[Goal of the exercise] From the first line to the last, restate the material word for word; pictures stay out.

[Information shown]
+++

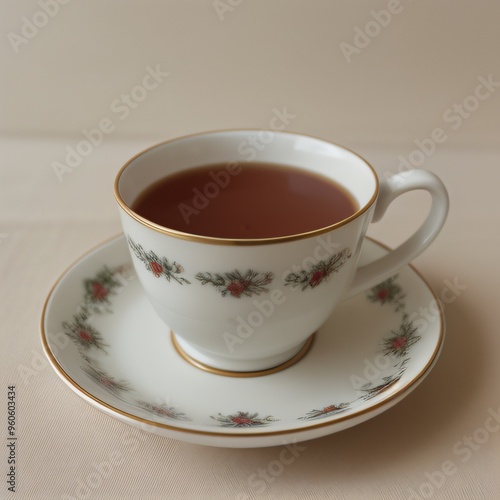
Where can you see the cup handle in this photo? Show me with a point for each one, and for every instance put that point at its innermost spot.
(384, 267)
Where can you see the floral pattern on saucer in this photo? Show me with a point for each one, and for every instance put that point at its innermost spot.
(396, 346)
(99, 290)
(243, 419)
(319, 272)
(96, 300)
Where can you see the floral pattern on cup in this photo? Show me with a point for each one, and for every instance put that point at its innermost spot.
(236, 284)
(158, 266)
(319, 272)
(243, 419)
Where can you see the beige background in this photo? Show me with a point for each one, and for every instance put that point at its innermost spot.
(233, 69)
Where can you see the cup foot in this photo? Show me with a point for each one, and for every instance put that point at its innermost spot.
(288, 359)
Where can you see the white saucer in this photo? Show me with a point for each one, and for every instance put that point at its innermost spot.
(105, 341)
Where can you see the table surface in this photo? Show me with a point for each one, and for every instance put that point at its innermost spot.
(443, 440)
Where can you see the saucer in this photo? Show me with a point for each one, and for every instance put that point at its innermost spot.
(106, 343)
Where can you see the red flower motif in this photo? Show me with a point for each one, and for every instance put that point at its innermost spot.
(84, 335)
(236, 288)
(156, 268)
(399, 343)
(382, 294)
(330, 408)
(99, 291)
(316, 278)
(242, 420)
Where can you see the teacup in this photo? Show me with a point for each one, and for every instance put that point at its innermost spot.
(248, 307)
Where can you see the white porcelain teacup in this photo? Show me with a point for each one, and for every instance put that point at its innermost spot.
(297, 279)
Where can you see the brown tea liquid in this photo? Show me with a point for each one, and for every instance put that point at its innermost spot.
(245, 201)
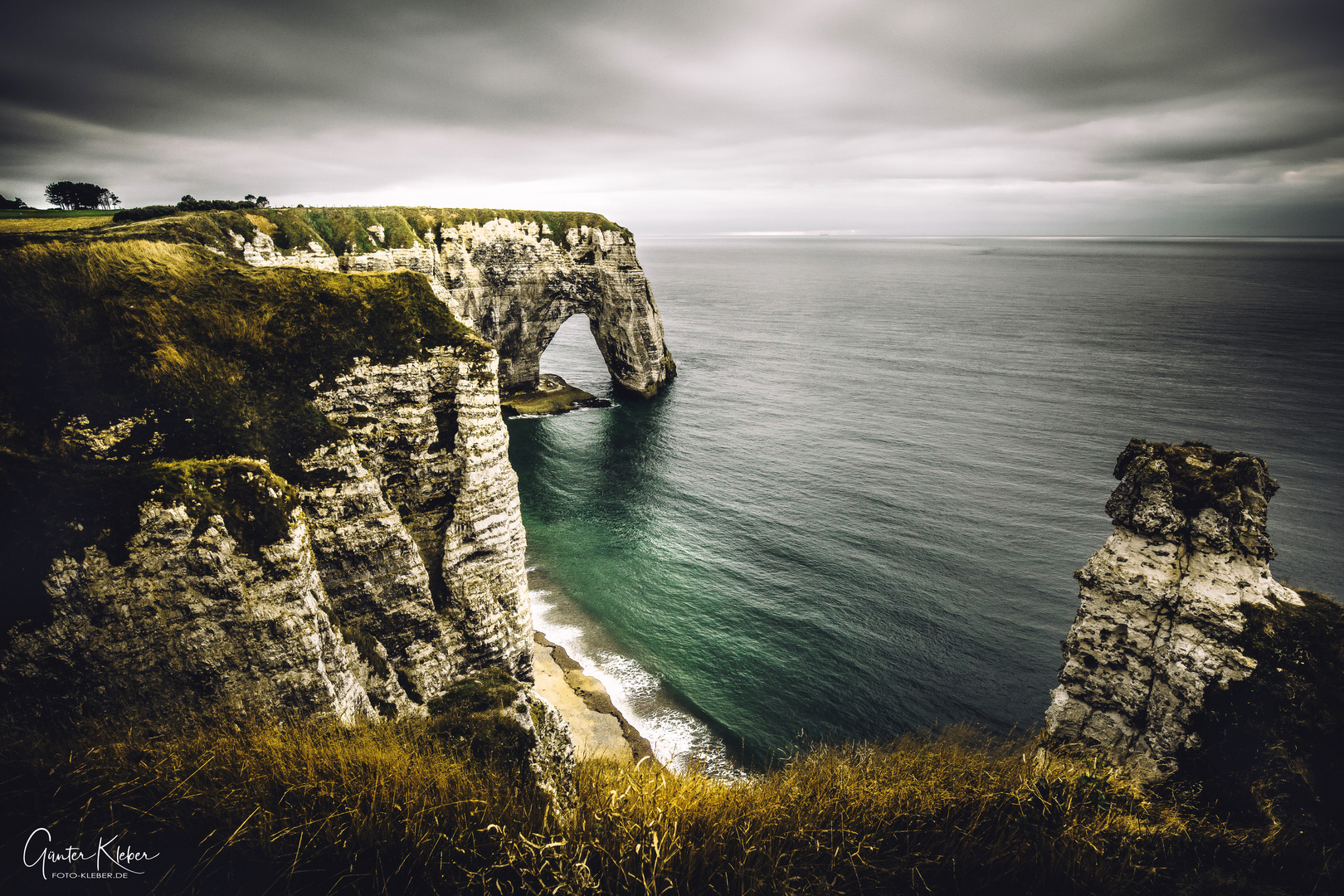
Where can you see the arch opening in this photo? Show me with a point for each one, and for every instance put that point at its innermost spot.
(572, 373)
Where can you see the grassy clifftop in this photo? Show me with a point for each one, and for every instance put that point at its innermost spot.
(335, 230)
(123, 362)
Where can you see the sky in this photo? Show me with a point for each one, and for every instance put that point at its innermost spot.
(914, 117)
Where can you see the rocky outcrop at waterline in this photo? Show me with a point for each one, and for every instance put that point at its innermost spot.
(1166, 606)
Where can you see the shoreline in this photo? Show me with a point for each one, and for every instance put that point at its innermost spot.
(598, 728)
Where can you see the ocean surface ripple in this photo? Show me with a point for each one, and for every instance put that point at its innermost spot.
(859, 508)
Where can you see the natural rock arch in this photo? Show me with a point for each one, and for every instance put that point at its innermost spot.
(519, 289)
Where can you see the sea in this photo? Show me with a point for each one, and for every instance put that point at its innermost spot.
(858, 509)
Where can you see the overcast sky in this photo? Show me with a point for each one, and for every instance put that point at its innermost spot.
(700, 116)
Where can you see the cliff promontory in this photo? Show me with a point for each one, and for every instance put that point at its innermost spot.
(257, 461)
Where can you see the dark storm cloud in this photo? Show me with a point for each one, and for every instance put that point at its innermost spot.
(1011, 113)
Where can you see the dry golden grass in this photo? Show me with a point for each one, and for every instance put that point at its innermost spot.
(392, 809)
(50, 225)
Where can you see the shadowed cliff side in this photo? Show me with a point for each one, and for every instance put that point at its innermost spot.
(1190, 664)
(262, 489)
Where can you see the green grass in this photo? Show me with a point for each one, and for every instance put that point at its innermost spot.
(346, 230)
(218, 359)
(56, 212)
(403, 807)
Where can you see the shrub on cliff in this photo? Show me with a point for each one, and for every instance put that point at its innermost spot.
(212, 356)
(1270, 743)
(398, 809)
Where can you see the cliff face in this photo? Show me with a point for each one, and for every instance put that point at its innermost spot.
(1164, 602)
(187, 622)
(386, 563)
(509, 273)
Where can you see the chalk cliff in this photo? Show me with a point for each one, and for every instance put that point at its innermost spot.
(175, 566)
(1164, 603)
(516, 275)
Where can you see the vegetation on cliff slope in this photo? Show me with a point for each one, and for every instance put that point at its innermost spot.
(402, 807)
(123, 360)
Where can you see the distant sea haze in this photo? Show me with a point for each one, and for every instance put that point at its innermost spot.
(859, 508)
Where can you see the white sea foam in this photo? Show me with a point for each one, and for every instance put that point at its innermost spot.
(676, 737)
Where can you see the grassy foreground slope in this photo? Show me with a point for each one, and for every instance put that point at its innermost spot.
(206, 364)
(402, 809)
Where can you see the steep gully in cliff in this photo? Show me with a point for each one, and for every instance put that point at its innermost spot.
(402, 568)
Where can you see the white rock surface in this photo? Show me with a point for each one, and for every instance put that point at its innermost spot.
(1160, 603)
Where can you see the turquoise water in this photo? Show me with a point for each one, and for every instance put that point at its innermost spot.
(859, 508)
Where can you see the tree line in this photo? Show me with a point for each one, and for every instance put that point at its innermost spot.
(71, 197)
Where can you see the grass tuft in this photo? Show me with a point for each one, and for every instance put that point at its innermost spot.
(399, 807)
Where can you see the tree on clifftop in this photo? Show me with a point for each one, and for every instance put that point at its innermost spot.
(71, 195)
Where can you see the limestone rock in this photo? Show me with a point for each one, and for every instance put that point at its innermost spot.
(1160, 603)
(417, 524)
(187, 622)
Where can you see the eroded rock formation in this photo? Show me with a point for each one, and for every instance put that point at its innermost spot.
(516, 281)
(1163, 602)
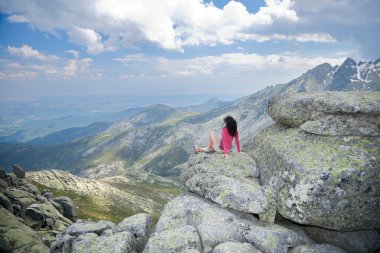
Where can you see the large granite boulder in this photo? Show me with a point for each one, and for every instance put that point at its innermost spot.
(231, 183)
(235, 247)
(116, 243)
(6, 203)
(68, 207)
(16, 237)
(20, 197)
(19, 172)
(328, 181)
(130, 235)
(352, 242)
(329, 113)
(44, 215)
(275, 238)
(317, 248)
(174, 240)
(139, 225)
(214, 224)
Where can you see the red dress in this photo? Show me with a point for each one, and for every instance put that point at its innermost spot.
(226, 141)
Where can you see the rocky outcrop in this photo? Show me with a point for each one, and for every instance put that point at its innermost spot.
(329, 113)
(214, 224)
(316, 248)
(275, 238)
(68, 207)
(323, 180)
(28, 220)
(236, 247)
(130, 235)
(19, 172)
(15, 236)
(231, 183)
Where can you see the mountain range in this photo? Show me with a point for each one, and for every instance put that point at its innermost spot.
(152, 144)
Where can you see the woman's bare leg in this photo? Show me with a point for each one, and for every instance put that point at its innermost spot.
(212, 143)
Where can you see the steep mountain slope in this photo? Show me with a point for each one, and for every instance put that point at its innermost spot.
(159, 139)
(356, 76)
(114, 198)
(71, 134)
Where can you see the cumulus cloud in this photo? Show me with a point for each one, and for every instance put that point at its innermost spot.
(170, 24)
(52, 67)
(88, 38)
(18, 19)
(280, 67)
(26, 51)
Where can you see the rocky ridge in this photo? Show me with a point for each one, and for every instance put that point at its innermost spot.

+++

[Solution for this exercise]
Where can you see the cup handle in this photo? Show me with a point for each one, and for every instance put that point at its innermost spot.
(384, 267)
Where can you see the floral pattern on saucer in this photo? Show me with a point for each one, and for every instance put that point at its innermost spot.
(396, 346)
(99, 290)
(243, 419)
(319, 272)
(96, 300)
Where can you see the floral pattern on cup in this photo? Show me with a point for each one, and for every instance put that point at its innermost spot.
(236, 284)
(158, 266)
(319, 272)
(243, 419)
Where can you see the beige background in this photo? Show me with a point for each one, and for every instance put that point at its innermost spot.
(233, 69)
Where can you see the cup foot in this photo? Show me with a point for each one, and for every instance put that point at its innermost spot.
(288, 359)
Where can you see the white saucer in this photo? Show me with a point for each one, and for every instance put that point at its innermost spot.
(105, 341)
Where can you see the table surface in this photo? Show me with a point for each one, and for every instance put that point at its innermost spot.
(443, 440)
Where can you see the saucer in this photo? Show me with a point for each one, and for every instance put that point at its innermost spot.
(106, 343)
Where can you see the red flower motif in this photo? Show me with a point for each one, and for every instance put that point at its innermost spot.
(84, 335)
(236, 288)
(156, 268)
(399, 343)
(382, 294)
(330, 408)
(99, 291)
(316, 278)
(242, 420)
Where can you see the teacup in this photo? Show me with a point for each one, and for every instance put that point at its innermost spot.
(248, 307)
Where can you see the white porcelain teacup in this photo? Show me with a point for each one, and for every instance put that point at its innermost spot.
(297, 279)
Where can you see the brown tea liquid in this photo? Show me with a point for each one, and for every instance put that point at its innermost spot.
(245, 201)
Where can you see the arch opening in this photo? Show me with a point for each one, and for every instance put that point at its innermost spot.
(572, 373)
Where can you see the grassy clifftop in this photo? Show me with a point for each one, and for every instance put that point at its innermost spot.
(335, 230)
(123, 362)
Where can you see the sky in this photo? Show me with a point for each one, and for every instance put that point at its innermost spot.
(914, 117)
Where can you see the rocky outcrop at waterline in this photo? Show me with a point for each one, and for every instance put that point at its innermost spot.
(1166, 606)
Where can you see the shoreline in this photo? Show me with a point for each one, and for every instance put that point at its innermost spot.
(598, 728)
Where can you see the ocean surface ripple in this photo? Show me with a point for each one, and for every instance put that point at its innermost spot.
(859, 508)
Where can you see the natural rock arch in this photo? Show me with a point for each one, and for every instance put that point at its innermost spot.
(519, 289)
Where can you see the sea in this photo? Show me with a point for each one, and for every instance put that point at its innermost spot.
(858, 509)
Where can you see the overcast sky in this photo? Show me with a point for each one, and for every instance put that point at its innermost spot.
(700, 116)
Where can you see the cliff promontory in this photo? Show me with a point for each one, and for every instance put that point at its innermost spot.
(257, 461)
Where can you see the dark storm cloud in this photo? Show me with a point for each one, and for every instance put that point at its innermost spot.
(1011, 113)
Where can you see the dry golden grass in this photo? Show me with a point for each one, and for every instance put that point at its innermost spot.
(392, 809)
(50, 225)
Where can you see the shadowed cliff side in this photo? Show me with a point for each one, and for every instance put that point at its innermost spot.
(1190, 664)
(262, 489)
Where can you see the green grass in this photo? Show me with a point for each one, and for every instance put that point at its innermost spot.
(346, 230)
(218, 359)
(56, 212)
(403, 807)
Where can you see the shrub on cliff in this photo? Show me with a point for each one, and for every instance put that point at its innermost spot.
(212, 356)
(1270, 743)
(398, 809)
Where can you see the cliff face in this photo? Show me with a point for each one, and for every instance put that point at its innermost spot.
(1164, 602)
(187, 622)
(386, 563)
(509, 273)
Where can you see the chalk cliff in this photo? Show me with a point for each one, and for every instance put that point at its innermost spot.
(175, 566)
(1164, 603)
(516, 275)
Where can you see the vegetation on cliff slope in this photo? Show me with a point for each one, and for every instance put that point at its innermost spot.
(402, 807)
(123, 360)
Where can you see the distant sea haze in this photo? Show me with a point for each one, and for every instance put that point at its innermost spot.
(859, 508)
Where can you see the white sea foam in this photo? Show me with a point for each one, and for every instance put that point at its innermost spot.
(676, 737)
Where can you see the grassy foreground slope in this photo? Show me with a point for each one, and for every instance put that point at its innermost spot.
(206, 364)
(402, 809)
Where can you see the steep gully in cliff in this photo? Show me with a point for each one, and for every instance put that point at its innermost spot.
(402, 568)
Where can you see the white rock surface in this photo? Show me with a point for each one, and for every instance put that point at its innermost spot.
(1160, 603)
Where can you see the turquoise water in this photo? Show me with a point for each one, and for every instance put that point at its innermost spot.
(859, 508)
Where can you see the tree line in this photo? Show me with a point for each one, and for every instance put that point at its innermost spot.
(71, 197)
Where can you see the grass tuft in this photo? Show me with a point for each one, and for every instance put that point at its innermost spot.
(399, 807)
Where can you see the tree on clifftop in this photo? Show me with a point for each one, and for every instance put that point at its innermost spot.
(71, 195)
Where can you see the limestone rock in this photo? Show me with a point for each one, and for every instance put that point at its innermost spot.
(1160, 603)
(417, 524)
(187, 622)
Where can you see the eroded rock formation in this photo? Show me with a point for each one, and for every instance put that point at its innermost spot.
(516, 281)
(1163, 602)
Where can you see the large granite boulder in this photo? Show me with a point for each one, and for every instance put that point at its innermost spot.
(231, 183)
(235, 247)
(116, 243)
(6, 203)
(68, 207)
(16, 237)
(20, 197)
(19, 172)
(328, 181)
(130, 235)
(352, 242)
(329, 113)
(44, 215)
(275, 238)
(317, 248)
(174, 240)
(139, 225)
(214, 224)
Where can you see the red dress in this photo? Show me with a point for each one, and for every instance put that point at its innermost spot.
(226, 141)
Where can you see the rocky outcrop in this photo? Show me with a point for each one, and for every instance put that point at its innermost spot.
(329, 113)
(214, 224)
(316, 248)
(275, 238)
(68, 207)
(323, 180)
(28, 220)
(236, 247)
(130, 235)
(19, 172)
(15, 236)
(231, 183)
Where can you see the mountain range in this photo? Show me with a point for each one, and for every instance put that point at its innermost spot.
(152, 144)
Where can you see the woman's bare leg in this photo? Show me with a point for each one, and for every instance put that point at its innermost spot.
(212, 143)
Where can you see the steep mountain slope in this photo? Show me with a point for each one, and for every instance put that point at its innermost spot.
(159, 139)
(356, 76)
(114, 198)
(71, 134)
Where can you see the cumulus cloud in this photo? Show me with a point for each one, and for every instance put that point at its innermost spot.
(170, 24)
(52, 67)
(88, 38)
(18, 19)
(280, 67)
(26, 51)
Where can you see the rocky ridge in this photo? Show me with a point for each one, and for every instance put that point at its innermost spot.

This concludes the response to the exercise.